-- start of ROWS --

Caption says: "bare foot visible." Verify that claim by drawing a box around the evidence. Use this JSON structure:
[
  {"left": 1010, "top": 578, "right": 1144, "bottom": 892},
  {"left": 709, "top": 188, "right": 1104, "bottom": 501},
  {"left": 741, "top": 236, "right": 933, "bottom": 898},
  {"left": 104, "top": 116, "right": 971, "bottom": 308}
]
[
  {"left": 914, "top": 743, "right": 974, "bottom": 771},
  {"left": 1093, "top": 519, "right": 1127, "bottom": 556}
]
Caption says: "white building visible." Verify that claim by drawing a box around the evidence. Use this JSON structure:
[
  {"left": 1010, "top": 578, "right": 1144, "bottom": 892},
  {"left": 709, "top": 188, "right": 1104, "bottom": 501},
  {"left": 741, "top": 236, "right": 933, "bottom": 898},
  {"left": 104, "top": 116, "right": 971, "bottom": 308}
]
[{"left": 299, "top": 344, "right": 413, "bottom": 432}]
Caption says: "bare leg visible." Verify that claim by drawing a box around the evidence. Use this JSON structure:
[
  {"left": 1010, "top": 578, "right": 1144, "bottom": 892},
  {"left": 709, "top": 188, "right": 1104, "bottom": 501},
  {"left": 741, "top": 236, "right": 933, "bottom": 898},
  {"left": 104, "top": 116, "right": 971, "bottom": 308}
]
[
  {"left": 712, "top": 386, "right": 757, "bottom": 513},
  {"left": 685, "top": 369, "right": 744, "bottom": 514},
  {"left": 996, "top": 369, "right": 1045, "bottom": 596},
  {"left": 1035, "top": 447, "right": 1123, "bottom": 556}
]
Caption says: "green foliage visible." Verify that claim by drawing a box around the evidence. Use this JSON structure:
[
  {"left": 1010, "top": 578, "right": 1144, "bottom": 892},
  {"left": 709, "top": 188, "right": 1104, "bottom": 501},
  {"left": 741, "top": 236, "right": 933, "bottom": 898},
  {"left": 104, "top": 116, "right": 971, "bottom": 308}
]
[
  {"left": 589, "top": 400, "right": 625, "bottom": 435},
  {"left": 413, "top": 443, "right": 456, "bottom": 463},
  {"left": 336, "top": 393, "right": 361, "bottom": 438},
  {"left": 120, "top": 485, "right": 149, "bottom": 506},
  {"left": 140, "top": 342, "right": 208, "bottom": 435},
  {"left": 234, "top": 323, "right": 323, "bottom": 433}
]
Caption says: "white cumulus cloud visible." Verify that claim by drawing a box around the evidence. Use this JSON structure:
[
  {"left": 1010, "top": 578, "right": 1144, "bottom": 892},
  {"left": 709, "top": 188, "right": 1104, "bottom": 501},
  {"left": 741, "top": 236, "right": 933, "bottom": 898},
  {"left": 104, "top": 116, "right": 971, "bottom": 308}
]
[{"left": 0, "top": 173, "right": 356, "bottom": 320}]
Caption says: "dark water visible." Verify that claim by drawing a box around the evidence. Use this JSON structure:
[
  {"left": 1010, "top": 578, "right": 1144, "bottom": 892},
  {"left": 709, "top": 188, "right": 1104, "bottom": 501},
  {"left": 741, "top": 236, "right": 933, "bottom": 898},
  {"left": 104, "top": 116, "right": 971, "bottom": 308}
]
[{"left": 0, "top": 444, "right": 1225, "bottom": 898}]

-- end of ROWS --
-- start of ROWS --

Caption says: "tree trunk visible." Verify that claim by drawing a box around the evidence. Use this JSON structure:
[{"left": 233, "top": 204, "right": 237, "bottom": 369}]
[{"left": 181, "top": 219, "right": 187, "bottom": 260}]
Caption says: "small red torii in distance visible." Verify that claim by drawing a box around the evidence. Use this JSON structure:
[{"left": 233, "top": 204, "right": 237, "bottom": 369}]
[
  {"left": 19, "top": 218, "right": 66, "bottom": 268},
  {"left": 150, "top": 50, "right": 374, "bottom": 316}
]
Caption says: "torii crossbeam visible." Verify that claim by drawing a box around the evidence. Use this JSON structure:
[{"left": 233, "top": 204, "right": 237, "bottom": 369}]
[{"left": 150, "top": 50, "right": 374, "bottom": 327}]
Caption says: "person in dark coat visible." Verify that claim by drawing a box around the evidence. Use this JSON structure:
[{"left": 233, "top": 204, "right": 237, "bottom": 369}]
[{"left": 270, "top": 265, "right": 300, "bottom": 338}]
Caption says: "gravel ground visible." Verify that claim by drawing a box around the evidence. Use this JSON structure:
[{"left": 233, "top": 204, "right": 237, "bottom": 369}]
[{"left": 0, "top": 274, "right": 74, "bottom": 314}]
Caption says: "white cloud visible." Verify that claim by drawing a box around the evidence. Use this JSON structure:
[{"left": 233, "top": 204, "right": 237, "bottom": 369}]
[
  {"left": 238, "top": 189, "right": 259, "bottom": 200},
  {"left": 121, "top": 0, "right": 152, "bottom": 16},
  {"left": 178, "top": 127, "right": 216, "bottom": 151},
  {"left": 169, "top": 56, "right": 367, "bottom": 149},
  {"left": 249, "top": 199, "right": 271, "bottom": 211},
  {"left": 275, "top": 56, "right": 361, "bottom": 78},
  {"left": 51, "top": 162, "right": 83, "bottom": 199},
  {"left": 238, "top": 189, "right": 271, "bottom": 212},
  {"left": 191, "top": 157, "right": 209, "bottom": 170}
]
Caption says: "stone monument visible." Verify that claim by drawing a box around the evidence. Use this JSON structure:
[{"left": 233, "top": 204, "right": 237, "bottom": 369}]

-- end of ROWS --

WRITTEN TASK:
Report how many lines in the material above contain the string "dark", counting only matches with the same letter case. Reply with the number alone.

EXERCISE OUTPUT:
2